--- Instructions for the task ---
Rewrite the rows below as a JSON list of strings, one string per line, with blank lines left out. Include only the lines from the one containing "of the taillight" through the one containing "column 534, row 604", both included.

--- Provided data ---
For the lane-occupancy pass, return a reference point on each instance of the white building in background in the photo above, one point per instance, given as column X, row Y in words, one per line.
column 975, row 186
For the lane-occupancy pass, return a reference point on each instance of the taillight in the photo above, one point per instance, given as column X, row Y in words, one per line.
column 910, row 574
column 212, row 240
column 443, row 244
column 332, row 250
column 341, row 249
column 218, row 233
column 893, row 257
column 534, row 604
* * *
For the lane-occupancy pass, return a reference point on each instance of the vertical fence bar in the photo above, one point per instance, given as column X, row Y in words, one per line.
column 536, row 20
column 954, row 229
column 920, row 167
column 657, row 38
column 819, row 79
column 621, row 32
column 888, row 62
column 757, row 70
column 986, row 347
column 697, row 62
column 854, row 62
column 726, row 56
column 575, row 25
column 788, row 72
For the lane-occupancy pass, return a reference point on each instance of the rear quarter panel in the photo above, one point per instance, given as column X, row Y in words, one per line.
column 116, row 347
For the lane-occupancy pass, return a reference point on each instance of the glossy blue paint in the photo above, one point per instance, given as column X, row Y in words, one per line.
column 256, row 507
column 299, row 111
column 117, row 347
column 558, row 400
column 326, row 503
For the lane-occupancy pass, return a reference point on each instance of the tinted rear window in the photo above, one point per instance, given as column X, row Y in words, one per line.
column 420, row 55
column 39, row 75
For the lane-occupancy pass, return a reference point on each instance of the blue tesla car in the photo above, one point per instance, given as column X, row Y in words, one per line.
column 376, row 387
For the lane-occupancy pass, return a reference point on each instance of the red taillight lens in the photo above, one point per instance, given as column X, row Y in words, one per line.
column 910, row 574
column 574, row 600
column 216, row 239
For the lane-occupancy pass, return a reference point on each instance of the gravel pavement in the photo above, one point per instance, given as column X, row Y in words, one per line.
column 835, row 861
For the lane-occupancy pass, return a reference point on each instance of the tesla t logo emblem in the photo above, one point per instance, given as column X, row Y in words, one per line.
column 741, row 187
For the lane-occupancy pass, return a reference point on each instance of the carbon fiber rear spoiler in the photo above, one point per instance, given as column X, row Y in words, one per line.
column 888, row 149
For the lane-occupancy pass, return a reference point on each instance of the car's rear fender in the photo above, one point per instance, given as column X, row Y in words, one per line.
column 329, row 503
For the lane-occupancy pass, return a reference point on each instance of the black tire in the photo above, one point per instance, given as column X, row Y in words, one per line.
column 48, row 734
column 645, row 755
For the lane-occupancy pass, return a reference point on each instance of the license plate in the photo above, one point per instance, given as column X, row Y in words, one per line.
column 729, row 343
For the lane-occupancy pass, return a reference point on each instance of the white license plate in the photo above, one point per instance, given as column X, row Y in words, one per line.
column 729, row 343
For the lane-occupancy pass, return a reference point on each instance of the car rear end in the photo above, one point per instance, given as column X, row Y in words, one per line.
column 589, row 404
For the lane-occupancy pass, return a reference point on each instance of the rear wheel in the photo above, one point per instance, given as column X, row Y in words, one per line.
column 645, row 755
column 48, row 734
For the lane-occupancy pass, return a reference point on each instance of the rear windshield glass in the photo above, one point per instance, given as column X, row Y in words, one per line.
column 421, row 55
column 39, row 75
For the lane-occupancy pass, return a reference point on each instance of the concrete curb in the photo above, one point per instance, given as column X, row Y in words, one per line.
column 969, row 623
---
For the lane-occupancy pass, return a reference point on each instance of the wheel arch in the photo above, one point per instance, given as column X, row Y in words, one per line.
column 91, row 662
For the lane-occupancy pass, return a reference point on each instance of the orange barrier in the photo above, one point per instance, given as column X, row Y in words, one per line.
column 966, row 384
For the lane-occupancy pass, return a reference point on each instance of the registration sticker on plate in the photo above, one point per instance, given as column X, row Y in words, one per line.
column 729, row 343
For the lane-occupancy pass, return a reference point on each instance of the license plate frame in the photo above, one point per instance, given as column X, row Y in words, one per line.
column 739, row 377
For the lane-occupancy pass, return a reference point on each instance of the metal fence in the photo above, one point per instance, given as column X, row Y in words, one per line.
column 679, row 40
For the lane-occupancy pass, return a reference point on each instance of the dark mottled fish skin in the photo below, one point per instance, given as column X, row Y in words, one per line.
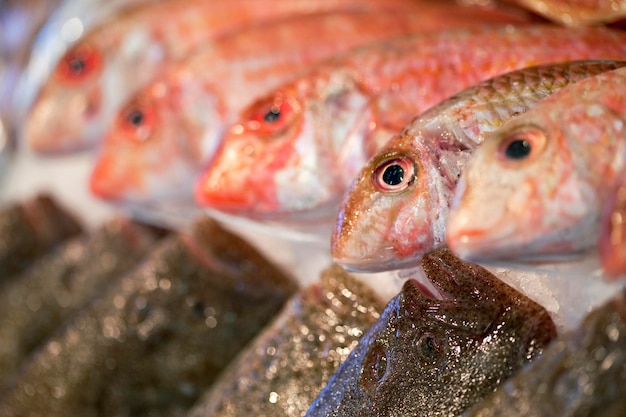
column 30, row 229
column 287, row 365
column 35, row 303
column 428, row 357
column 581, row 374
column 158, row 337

--- Exercise output ---
[
  "For the lane-occupancy pass, return a reference point on each instance of the taillight in the photo above, one point per instance, given as column X, row Y in words, one per line.",
  "column 910, row 574",
  "column 212, row 240",
  "column 443, row 244",
  "column 332, row 250",
  "column 341, row 249",
  "column 218, row 233",
  "column 893, row 257",
  "column 534, row 604"
]